TASK STATEMENT: Set down the entries below word for word, starting at the line that contains "FLASHCARD — Front: Point out the dark blue" and continuing through the last line of the entries.

RECORDS PROVIDED:
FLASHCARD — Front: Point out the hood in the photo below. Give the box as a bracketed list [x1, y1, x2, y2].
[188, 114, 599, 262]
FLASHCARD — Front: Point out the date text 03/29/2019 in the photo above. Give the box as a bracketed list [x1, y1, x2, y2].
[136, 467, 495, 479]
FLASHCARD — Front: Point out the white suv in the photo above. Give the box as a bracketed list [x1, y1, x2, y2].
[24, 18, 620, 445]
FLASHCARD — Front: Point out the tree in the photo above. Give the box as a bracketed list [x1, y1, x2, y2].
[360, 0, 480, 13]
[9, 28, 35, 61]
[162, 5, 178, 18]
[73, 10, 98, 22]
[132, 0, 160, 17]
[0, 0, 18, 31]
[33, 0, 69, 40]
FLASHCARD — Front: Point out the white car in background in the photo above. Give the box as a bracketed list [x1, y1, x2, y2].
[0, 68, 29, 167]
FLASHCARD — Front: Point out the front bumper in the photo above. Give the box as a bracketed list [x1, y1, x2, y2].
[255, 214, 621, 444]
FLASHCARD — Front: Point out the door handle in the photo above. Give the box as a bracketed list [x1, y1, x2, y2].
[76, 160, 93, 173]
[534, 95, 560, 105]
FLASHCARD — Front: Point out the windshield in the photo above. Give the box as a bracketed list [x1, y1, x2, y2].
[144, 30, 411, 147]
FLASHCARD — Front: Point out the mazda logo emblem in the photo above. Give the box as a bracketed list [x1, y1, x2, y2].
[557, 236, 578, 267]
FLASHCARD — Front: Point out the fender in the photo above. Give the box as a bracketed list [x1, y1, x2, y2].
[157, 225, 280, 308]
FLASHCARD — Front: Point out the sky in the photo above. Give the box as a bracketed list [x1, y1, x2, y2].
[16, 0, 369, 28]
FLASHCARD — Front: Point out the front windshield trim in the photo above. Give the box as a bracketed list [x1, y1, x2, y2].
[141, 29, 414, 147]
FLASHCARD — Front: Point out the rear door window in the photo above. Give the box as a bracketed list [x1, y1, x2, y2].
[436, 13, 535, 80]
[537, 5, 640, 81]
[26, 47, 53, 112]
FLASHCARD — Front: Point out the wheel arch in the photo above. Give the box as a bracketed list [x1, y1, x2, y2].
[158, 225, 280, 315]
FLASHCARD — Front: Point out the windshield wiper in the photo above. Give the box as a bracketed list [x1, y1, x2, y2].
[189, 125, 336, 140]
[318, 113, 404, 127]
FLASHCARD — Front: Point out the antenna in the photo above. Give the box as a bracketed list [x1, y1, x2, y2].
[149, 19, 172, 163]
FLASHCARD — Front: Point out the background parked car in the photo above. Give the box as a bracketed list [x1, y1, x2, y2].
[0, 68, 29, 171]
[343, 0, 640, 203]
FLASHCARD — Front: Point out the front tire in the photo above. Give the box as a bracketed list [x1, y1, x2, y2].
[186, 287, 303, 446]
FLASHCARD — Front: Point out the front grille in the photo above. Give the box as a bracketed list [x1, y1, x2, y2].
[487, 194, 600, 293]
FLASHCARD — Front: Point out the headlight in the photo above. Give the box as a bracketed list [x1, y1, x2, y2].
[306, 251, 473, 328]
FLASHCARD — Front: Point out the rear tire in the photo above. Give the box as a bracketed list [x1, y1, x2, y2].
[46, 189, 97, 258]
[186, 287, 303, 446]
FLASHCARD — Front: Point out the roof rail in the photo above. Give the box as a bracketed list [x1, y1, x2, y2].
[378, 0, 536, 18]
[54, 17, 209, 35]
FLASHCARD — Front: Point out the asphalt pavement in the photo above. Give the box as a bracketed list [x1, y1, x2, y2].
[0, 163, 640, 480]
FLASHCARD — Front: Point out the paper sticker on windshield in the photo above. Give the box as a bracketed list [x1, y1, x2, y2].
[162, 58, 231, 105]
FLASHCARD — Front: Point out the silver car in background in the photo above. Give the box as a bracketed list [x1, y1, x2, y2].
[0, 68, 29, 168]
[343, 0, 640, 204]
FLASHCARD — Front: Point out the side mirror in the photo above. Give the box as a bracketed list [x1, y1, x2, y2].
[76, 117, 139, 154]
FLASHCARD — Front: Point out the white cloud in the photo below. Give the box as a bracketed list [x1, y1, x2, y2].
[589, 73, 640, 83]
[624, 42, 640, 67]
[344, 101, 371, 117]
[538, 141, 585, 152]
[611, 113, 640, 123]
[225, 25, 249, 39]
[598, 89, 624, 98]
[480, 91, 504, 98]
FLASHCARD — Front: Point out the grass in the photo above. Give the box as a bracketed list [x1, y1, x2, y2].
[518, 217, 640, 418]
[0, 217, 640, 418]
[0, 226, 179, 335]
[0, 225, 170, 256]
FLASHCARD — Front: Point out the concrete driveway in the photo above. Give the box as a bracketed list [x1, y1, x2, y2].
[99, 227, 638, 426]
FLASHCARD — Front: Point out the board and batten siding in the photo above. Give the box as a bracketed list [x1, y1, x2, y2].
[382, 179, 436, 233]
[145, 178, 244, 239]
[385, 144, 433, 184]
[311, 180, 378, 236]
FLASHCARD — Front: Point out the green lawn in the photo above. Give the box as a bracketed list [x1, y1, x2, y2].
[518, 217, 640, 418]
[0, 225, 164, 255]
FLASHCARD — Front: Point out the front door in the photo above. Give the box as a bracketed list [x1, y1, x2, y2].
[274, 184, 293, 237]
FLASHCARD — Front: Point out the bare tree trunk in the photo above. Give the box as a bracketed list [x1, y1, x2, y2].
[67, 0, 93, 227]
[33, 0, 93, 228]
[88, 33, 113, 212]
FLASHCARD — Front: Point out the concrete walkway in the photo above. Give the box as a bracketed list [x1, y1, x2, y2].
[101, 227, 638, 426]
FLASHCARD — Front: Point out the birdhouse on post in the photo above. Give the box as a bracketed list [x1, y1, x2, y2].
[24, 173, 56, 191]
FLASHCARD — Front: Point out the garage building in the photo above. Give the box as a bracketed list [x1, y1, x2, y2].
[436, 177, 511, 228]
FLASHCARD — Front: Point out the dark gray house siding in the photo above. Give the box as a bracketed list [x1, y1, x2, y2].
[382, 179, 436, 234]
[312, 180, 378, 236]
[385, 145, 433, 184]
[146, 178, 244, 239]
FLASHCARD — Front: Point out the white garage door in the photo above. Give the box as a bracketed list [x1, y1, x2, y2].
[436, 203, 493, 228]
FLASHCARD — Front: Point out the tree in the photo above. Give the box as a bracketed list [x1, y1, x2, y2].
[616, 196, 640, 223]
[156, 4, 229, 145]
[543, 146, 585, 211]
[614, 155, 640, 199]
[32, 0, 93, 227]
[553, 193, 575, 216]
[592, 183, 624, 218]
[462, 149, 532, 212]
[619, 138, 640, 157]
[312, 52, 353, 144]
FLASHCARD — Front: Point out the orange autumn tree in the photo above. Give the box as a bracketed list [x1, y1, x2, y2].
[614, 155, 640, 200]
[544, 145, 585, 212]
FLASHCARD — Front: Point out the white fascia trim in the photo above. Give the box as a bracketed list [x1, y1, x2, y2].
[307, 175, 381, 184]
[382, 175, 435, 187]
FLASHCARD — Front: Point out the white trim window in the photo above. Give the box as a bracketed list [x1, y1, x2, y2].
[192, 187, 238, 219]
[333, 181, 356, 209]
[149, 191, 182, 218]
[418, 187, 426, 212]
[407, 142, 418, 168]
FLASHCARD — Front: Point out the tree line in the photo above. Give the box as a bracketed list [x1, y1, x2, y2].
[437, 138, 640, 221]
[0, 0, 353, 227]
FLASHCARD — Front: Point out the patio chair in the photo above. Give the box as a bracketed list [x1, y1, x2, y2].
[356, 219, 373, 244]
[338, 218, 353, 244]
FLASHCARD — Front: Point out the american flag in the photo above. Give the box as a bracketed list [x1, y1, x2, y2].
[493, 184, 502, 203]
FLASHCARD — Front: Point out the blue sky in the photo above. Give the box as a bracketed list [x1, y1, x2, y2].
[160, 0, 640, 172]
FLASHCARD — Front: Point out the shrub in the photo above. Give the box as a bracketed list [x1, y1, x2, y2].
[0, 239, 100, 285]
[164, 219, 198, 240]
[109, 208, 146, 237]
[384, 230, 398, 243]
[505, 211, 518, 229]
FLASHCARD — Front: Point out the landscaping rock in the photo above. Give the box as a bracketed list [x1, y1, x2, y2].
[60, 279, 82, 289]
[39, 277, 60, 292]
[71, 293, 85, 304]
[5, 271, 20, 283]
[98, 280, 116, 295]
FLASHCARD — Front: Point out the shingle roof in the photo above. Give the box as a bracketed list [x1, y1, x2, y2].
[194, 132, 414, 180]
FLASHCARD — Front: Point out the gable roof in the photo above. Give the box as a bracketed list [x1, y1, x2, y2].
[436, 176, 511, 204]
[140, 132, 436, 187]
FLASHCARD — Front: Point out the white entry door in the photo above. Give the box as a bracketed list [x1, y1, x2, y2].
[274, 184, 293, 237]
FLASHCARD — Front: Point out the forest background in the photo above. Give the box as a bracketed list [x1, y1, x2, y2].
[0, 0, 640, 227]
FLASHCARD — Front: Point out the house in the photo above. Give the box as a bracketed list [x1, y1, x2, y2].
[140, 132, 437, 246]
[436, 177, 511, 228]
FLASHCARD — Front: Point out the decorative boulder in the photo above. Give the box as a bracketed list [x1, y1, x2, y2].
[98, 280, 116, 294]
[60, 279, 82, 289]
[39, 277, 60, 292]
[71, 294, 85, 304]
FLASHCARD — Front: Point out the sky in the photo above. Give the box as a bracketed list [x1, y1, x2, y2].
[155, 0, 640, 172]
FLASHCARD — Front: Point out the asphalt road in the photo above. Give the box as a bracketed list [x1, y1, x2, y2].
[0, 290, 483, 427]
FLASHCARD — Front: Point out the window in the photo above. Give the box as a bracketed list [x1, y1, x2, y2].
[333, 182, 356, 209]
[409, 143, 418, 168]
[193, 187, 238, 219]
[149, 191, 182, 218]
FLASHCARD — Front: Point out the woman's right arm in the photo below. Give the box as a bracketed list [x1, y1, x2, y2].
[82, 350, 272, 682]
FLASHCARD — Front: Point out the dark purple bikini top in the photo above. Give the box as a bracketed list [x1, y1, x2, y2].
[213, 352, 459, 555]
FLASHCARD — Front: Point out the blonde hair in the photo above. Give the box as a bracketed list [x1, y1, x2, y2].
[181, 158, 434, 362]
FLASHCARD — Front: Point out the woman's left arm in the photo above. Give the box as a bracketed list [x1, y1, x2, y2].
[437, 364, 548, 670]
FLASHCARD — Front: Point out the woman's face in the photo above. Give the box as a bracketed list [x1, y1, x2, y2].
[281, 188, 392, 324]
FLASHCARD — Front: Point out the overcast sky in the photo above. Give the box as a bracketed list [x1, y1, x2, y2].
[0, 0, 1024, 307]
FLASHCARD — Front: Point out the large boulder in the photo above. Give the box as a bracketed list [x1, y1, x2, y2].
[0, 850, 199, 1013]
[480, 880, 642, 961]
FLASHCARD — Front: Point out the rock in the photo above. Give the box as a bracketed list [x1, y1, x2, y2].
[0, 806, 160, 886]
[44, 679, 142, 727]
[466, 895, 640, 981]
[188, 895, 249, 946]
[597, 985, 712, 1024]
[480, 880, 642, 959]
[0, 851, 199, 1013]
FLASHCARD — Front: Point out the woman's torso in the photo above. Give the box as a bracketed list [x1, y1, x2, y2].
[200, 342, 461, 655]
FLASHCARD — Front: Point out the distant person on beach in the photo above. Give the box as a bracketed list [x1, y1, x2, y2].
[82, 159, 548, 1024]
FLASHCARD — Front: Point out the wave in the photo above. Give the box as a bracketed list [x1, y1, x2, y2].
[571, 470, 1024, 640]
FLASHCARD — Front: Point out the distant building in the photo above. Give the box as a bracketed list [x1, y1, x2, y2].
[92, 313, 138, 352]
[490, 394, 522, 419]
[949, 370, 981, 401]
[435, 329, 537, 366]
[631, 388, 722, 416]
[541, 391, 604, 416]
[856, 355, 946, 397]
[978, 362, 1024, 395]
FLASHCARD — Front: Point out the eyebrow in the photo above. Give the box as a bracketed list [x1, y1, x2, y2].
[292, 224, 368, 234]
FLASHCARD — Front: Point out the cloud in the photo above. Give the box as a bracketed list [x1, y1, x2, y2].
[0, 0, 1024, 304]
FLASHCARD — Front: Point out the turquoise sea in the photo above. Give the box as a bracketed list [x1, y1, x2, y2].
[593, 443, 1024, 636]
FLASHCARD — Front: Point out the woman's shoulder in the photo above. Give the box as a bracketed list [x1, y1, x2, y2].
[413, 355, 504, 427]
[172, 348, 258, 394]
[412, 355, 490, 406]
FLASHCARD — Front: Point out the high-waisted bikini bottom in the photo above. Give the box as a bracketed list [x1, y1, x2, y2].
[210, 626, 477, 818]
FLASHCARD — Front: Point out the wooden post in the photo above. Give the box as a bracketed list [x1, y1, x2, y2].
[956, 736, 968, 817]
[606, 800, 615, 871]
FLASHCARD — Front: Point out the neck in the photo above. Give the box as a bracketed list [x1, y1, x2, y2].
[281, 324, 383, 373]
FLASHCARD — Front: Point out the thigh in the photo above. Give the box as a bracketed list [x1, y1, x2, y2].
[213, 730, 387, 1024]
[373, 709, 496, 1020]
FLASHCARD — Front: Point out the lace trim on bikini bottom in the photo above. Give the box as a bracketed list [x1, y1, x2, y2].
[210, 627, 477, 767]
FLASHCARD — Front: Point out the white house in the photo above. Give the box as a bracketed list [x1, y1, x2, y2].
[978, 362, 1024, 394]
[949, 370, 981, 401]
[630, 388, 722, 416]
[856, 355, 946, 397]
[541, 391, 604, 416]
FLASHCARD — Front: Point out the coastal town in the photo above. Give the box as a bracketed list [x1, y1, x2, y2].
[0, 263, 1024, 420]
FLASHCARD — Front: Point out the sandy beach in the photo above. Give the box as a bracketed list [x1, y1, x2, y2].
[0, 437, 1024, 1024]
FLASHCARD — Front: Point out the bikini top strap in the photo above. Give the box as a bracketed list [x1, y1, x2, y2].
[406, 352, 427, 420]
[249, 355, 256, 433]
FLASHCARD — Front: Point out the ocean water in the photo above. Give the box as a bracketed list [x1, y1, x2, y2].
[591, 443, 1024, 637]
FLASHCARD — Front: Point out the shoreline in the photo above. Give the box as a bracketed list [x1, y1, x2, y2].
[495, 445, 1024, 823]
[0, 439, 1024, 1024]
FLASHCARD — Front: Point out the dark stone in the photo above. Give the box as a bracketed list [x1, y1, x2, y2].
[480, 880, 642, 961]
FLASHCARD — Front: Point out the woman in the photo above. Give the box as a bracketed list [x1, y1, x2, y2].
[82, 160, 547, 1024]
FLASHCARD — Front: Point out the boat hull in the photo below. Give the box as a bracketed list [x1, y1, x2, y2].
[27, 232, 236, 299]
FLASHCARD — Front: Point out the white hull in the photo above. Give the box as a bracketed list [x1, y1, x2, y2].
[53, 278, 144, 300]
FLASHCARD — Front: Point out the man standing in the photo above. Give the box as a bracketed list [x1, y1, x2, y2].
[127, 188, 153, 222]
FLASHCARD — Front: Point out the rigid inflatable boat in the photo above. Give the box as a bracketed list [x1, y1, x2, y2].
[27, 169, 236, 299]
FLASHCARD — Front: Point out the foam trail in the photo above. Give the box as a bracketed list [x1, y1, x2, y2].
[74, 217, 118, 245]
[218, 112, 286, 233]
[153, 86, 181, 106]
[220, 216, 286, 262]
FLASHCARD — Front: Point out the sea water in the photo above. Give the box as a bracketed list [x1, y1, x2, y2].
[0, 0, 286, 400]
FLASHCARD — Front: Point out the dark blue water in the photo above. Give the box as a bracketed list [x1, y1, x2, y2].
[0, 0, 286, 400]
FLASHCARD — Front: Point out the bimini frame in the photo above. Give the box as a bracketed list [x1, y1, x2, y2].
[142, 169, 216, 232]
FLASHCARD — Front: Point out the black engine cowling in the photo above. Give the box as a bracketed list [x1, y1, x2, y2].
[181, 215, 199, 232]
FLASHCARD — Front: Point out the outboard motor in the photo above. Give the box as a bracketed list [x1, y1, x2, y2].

ANSWER FOR THE TASK:
FLASHCARD — Front: Point out the dark blue water in the photo above. Give the box as a bracketed list [x1, y1, x2, y2].
[0, 0, 286, 400]
FLASHCARD — Front: Point out the bimini frame in the photo above. Give the box as a bracketed list [x1, y1, x2, y2].
[142, 169, 216, 232]
FLASHCARD — Front: Point out the black engine cowling in the photo above. Give the box as a bracketed list [x1, y1, x2, y2].
[181, 215, 199, 232]
FLASHCARD — Front: Point out the outboard motor in the photo above. Give the box as a bracketed list [x1, y1, x2, y2].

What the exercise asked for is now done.